*** Provided data ***
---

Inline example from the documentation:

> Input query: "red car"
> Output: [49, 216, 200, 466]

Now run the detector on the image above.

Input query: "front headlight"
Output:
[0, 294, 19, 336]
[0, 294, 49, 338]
*** End of Provided data ***
Task - The full listing needs to be output again, exactly as it reads.

Solution to the problem -
---

Inline example from the documentation:

> Input query: "red car"
> Output: [49, 216, 200, 466]

Now run the detector on the image above.

Input query: "front headlight"
Output:
[0, 294, 19, 336]
[0, 294, 49, 338]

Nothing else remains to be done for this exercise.